* Set problem *
Change "masks" to "outlines" in every one of the lines below and keep everything else unchanged. Omit the pictures from your copy.

* Records provided *

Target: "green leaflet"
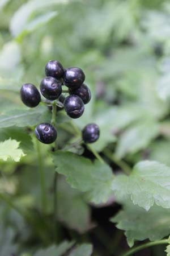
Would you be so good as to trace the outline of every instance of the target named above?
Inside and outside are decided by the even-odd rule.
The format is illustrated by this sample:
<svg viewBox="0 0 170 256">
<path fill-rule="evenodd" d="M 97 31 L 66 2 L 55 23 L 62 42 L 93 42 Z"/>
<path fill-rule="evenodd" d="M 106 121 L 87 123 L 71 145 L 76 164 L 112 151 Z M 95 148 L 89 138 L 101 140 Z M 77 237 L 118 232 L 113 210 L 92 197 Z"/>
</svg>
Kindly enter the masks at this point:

* Correct result *
Target: "green leaflet"
Would you be so good as to trace the outline of every instance of the target named above?
Inside and outside are decided by the even-odd rule.
The format is illustrated by this sample:
<svg viewBox="0 0 170 256">
<path fill-rule="evenodd" d="M 97 31 L 66 2 L 55 23 L 62 42 L 93 42 Z"/>
<path fill-rule="evenodd" d="M 106 121 L 87 123 L 71 145 L 76 164 L 112 151 Z M 95 148 L 89 138 L 101 140 Z M 77 237 L 118 232 L 113 210 L 92 197 Z"/>
</svg>
Kindly enter the outlines at this point:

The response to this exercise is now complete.